Exercise prompt> Could you render every line of the material below as a numbered list, dropping the blank lines and leaving the pictures out?

Task material>
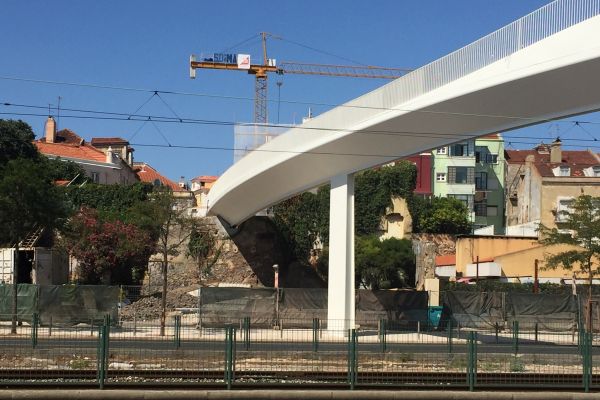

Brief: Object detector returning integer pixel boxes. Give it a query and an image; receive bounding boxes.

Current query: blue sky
[0,0,598,179]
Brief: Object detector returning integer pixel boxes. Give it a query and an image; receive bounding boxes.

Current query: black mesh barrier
[0,283,38,321]
[199,288,428,329]
[199,287,276,327]
[506,293,577,331]
[279,288,327,328]
[356,289,429,329]
[442,292,504,329]
[38,285,119,325]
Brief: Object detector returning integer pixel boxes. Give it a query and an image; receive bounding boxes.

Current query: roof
[38,129,85,146]
[90,137,129,146]
[505,148,600,177]
[477,133,502,140]
[192,175,219,182]
[34,140,106,163]
[133,162,187,192]
[435,254,456,267]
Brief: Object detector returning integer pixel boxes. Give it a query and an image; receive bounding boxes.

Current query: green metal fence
[0,315,600,391]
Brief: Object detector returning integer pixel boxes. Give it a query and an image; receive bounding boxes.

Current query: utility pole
[533,258,540,293]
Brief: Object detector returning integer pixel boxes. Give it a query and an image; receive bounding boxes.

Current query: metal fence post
[513,320,519,354]
[348,329,358,390]
[31,313,39,348]
[379,318,387,353]
[494,322,500,344]
[225,326,236,390]
[448,319,452,354]
[313,318,321,353]
[467,332,477,391]
[582,332,592,393]
[96,324,110,389]
[244,317,250,350]
[173,315,181,349]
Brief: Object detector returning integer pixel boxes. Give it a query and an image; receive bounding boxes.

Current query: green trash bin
[429,306,444,329]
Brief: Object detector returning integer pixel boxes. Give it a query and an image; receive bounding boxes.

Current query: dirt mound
[121,285,198,321]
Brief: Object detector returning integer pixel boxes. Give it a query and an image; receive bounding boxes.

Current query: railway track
[0,369,600,390]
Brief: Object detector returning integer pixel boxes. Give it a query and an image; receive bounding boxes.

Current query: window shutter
[448,167,456,183]
[467,167,475,185]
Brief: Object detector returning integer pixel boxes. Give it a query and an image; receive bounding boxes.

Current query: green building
[432,134,505,235]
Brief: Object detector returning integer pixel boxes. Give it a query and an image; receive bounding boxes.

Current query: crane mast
[190,32,410,124]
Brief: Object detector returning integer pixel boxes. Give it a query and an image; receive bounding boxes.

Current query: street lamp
[273,264,279,326]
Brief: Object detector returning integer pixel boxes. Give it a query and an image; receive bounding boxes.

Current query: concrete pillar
[327,175,354,332]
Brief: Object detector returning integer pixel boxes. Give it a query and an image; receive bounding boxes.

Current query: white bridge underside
[209,16,600,225]
[209,5,600,332]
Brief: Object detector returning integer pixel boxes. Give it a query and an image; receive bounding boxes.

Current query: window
[473,200,487,217]
[450,143,469,157]
[475,172,487,190]
[448,194,473,212]
[448,167,475,185]
[556,198,573,222]
[485,154,498,164]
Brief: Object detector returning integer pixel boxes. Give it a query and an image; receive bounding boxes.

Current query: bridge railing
[307,0,600,138]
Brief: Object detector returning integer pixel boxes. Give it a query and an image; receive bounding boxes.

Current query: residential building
[191,175,218,217]
[506,139,600,231]
[90,137,134,166]
[452,235,600,284]
[34,117,138,185]
[431,134,505,234]
[133,162,193,202]
[405,153,433,197]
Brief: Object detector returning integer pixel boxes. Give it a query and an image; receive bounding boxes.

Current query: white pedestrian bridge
[209,0,600,328]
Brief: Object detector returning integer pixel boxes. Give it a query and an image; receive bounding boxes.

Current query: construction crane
[190,32,411,124]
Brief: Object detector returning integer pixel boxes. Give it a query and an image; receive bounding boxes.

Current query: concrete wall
[540,177,600,227]
[494,245,583,279]
[456,236,539,274]
[379,197,412,240]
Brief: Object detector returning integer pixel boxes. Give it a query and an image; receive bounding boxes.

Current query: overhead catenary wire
[0,102,600,142]
[0,75,600,124]
[0,105,594,142]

Response>
1. Brief: Object detector returning integer pixel boxes. Give it a query and an image; receive bounding boxes.
2. Current query: blue sky
3. [0,0,598,179]
4. Brief: Object detector returning integer pixel boxes. Give it a query and an image; receive bounding boxes.
5. Current query: black mesh barrier
6. [0,283,38,321]
7. [199,288,428,329]
8. [199,287,276,327]
9. [506,293,577,331]
10. [279,288,327,328]
11. [356,289,429,329]
12. [442,292,504,329]
13. [38,285,119,325]
14. Brief: Object detector returning integer pixel boxes. Give it a query and an image; receive bounding boxes.
15. Current query: roof
16. [38,129,85,146]
17. [90,137,129,146]
18. [505,148,600,177]
19. [477,133,502,140]
20. [192,175,219,182]
21. [34,140,106,163]
22. [133,162,187,192]
23. [435,254,456,267]
24. Brief: Object detector returning integer pixel boxes. Give it a query and an image; receive bounding boxes.
25. Current query: green metal fence
26. [0,315,600,391]
27. Brief: Object detector returning integer pixel boxes. Give it a query and an image; receive bounding boxes.
28. Current query: utility pole
29. [533,258,540,293]
30. Brief: Object detector returning integer pixel boxes. Give it a query and an image; receive bounding boxes.
31. Current query: metal fence post
32. [513,320,519,354]
33. [348,329,358,390]
34. [31,313,39,348]
35. [379,318,387,353]
36. [494,322,500,344]
37. [225,326,236,390]
38. [448,319,452,354]
39. [313,318,321,353]
40. [467,332,477,391]
41. [582,332,592,393]
42. [96,324,110,389]
43. [244,317,250,350]
44. [173,315,181,349]
45. Brief: Object detector returning integer pixel boxes. Give it a query and an image; receive bounding boxes.
46. Current query: green trash bin
47. [429,306,444,329]
48. Brief: Object detector returning integer pixel boxes. Give it a query and an image; receive bounding boxes.
49. Current query: dirt mound
50. [121,285,198,321]
51. Brief: Object detector returning integer pixel boxes. Give it a query and an image; receive bounding boxes.
52. Current query: railway track
53. [0,369,600,390]
54. Brief: Object detector returning integer pixel boxes. Give it a query and an image; receive bounding boxes.
55. Current query: window shutter
56. [448,167,456,183]
57. [467,167,475,185]
58. Brief: Object detector returning integer pixel boxes. Give it a query and an image; receive bounding boxes.
59. Current query: green building
60. [432,134,505,235]
61. Brief: Object detector returning integer pixel boxes. Give it a query and an image; receive bounding boxes.
62. Current query: crane mast
63. [190,32,410,124]
64. Brief: Object detector returning integer pixel boxes. Give it a query and an image; receive bounding boxes.
65. Current query: street lamp
66. [273,264,279,326]
67. Brief: Object detector returning integer pixel boxes. Give it a query and an image; receive bounding boxes.
68. Current query: concrete pillar
69. [327,175,354,332]
70. Brief: Object detector returning integer pixel boxes. Give it a query and an image; receive bounding boxes.
71. Current query: white bridge underside
72. [209,16,600,225]
73. [209,5,600,332]
74. Brief: Object detector returning integer pixel boxes. Give it a query and an image; receive bounding boxes.
75. Current query: window
76. [473,200,487,217]
77. [450,143,469,157]
78. [475,172,487,190]
79. [448,194,473,212]
80. [448,167,475,185]
81. [556,198,573,222]
82. [485,154,498,164]
83. Brief: Object detector returning integer pixel boxes. Give it a query and an image; receive bounding boxes.
84. Current query: bridge railing
85. [307,0,600,138]
86. Brief: Object detector returning integer pixel boxes. Give it a query and an image; receive bounding boxes.
87. Current query: residential building
88. [191,175,218,217]
89. [506,139,600,231]
90. [90,137,134,166]
91. [452,235,600,284]
92. [34,117,138,185]
93. [431,134,505,234]
94. [133,162,193,202]
95. [405,153,433,197]
96. Brief: Object detector returning integer pixel boxes. Give it a query and an image; receive bounding boxes.
97. Current query: white pedestrian bridge
98. [209,0,600,328]
99. Brief: Object detector returning integer pixel boxes. Give it a query and an image; receive bounding boxes.
100. Current query: construction crane
101. [190,32,411,124]
102. Brief: Object detector returning integer pixel boxes. Give it a query and an image; receive bounding boxes.
103. Current query: concrete wall
104. [540,177,600,227]
105. [494,245,583,279]
106. [456,236,539,274]
107. [379,197,412,240]
108. Brief: Object detector returning integer pixel boxes. Give it a query and an image; receive bounding boxes.
109. Current query: overhead catenary wire
110. [0,102,600,142]
111. [0,75,600,124]
112. [0,105,594,142]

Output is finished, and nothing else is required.